Problem to work on =
Retype the whole listing exactly.

*** Block opens ***

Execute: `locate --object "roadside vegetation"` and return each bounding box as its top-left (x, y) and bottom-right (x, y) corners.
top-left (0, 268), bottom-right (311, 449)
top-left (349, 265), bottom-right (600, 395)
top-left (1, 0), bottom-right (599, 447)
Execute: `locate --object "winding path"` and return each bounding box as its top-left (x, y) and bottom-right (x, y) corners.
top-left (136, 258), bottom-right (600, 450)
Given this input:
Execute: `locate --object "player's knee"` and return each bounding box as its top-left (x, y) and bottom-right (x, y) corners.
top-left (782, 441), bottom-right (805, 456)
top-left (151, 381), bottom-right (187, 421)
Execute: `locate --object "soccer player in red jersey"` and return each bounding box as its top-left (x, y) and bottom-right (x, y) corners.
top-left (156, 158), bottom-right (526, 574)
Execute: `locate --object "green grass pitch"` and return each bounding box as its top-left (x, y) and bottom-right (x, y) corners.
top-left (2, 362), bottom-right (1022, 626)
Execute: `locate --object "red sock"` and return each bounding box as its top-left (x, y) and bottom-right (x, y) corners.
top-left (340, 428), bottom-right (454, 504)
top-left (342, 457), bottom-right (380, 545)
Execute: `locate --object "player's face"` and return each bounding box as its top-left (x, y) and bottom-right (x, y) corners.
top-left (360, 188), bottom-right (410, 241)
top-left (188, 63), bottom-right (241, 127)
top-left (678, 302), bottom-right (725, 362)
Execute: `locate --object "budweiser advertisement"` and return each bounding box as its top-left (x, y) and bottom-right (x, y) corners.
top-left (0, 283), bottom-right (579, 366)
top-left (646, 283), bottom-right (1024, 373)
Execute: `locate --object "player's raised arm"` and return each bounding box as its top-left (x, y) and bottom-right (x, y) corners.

*** Block closes ***

Response box =
Execute: `locate --object "roadside vegetation"` and return each bounding box as its top-left (x, y) and bottom-right (x, y) corners.
top-left (0, 268), bottom-right (311, 449)
top-left (349, 265), bottom-right (600, 395)
top-left (1, 0), bottom-right (599, 447)
Execute: `locate --object "winding path"` and return each bounding box as its top-left (x, y) and bottom-right (x, y) corners.
top-left (136, 258), bottom-right (600, 450)
Given this input:
Execute: `locate --object "player's knee"` and return each bounding box as its top-left (x, y) and bottom-right (x, y) corners.
top-left (782, 441), bottom-right (805, 456)
top-left (151, 381), bottom-right (187, 421)
Execute: `locate --object "soccer player in red jersey"` and return each bounding box as its top-left (x, y) and bottom-right (x, y) corners.
top-left (156, 158), bottom-right (526, 574)
Execute: `locate --object "green grass pitch"` and return each bounding box as its top-left (x, y) and bottom-right (x, y) corners.
top-left (2, 362), bottom-right (1022, 626)
Execute: `locate --object "red sock"` and return each bounding box as its top-left (x, y) and bottom-right (x, y) corners.
top-left (340, 428), bottom-right (454, 504)
top-left (342, 457), bottom-right (380, 545)
Execute: `locate --object "player's face"` and return each bounding box as its top-left (x, y) and bottom-right (x, y) corners.
top-left (360, 188), bottom-right (410, 241)
top-left (188, 63), bottom-right (241, 127)
top-left (678, 302), bottom-right (725, 362)
Execute: `locate --object "budweiser advertisement"` and return each bounding box as its top-left (x, y) and bottom-right (x, y) corners.
top-left (0, 283), bottom-right (579, 366)
top-left (646, 283), bottom-right (1024, 373)
Execute: `locate --object "player's raised arm"` and return each bounding box as its top-left (x, y) and bottom-right (x, y) corners.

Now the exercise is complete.